Records excerpted from a collection
################

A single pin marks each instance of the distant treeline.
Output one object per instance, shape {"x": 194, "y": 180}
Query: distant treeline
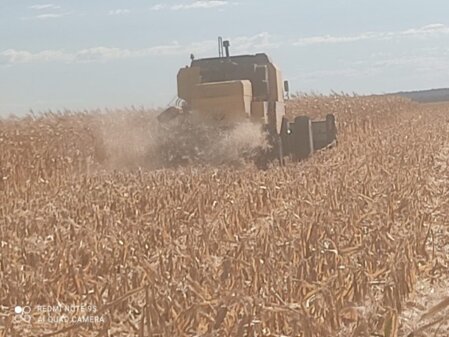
{"x": 427, "y": 96}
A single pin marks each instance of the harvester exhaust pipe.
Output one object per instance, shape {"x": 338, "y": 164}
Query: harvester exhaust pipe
{"x": 226, "y": 45}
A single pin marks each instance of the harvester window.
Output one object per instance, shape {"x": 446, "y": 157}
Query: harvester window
{"x": 260, "y": 83}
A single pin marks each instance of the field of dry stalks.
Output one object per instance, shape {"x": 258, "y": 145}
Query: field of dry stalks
{"x": 352, "y": 242}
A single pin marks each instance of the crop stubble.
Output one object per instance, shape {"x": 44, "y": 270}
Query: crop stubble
{"x": 333, "y": 245}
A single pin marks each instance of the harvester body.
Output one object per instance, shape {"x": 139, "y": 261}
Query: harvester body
{"x": 229, "y": 89}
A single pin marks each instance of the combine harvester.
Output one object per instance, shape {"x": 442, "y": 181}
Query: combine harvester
{"x": 226, "y": 90}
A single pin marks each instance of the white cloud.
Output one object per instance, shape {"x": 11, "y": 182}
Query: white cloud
{"x": 158, "y": 7}
{"x": 49, "y": 16}
{"x": 198, "y": 4}
{"x": 119, "y": 11}
{"x": 242, "y": 44}
{"x": 433, "y": 30}
{"x": 44, "y": 6}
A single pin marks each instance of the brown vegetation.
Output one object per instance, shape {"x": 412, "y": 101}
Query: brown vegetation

################

Copy the records above line for line, without the pictures.

SOLUTION BELOW
A single pin marks each instance of the distant treeline.
Output one object per instance, shape {"x": 194, "y": 180}
Query: distant treeline
{"x": 427, "y": 96}
A single pin marks each instance of the harvester exhaust pipe.
Output one object per instance, shape {"x": 338, "y": 164}
Query: harvester exhaust pipe
{"x": 226, "y": 45}
A single pin marks each instance of the harvester window.
Output one object per instance, shape {"x": 446, "y": 157}
Query: harvester window
{"x": 260, "y": 83}
A single pin marks each instance of the field of dry stalks.
Output one object per instance, shape {"x": 258, "y": 145}
Query: field of dry stalks
{"x": 352, "y": 242}
A single pin marks each instance of the crop stubble.
Output one object per instance, shape {"x": 44, "y": 270}
Query: crop stubble
{"x": 333, "y": 245}
A single pin marks each instance of the harvester body.
Output one object per instance, shape {"x": 139, "y": 261}
Query: harvester body
{"x": 229, "y": 89}
A single pin marks each instance of the combine harvester.
Output one object per instance, shape {"x": 442, "y": 181}
Query: combine harvester
{"x": 226, "y": 90}
A single pin marks each instance of the white cloud.
Output one object per instance, shape {"x": 11, "y": 182}
Query: white cloud
{"x": 158, "y": 7}
{"x": 49, "y": 16}
{"x": 198, "y": 4}
{"x": 119, "y": 11}
{"x": 242, "y": 44}
{"x": 433, "y": 30}
{"x": 44, "y": 6}
A single pin marks each instance of the brown vegetation.
Output one object per instance, shape {"x": 412, "y": 101}
Query: brown vegetation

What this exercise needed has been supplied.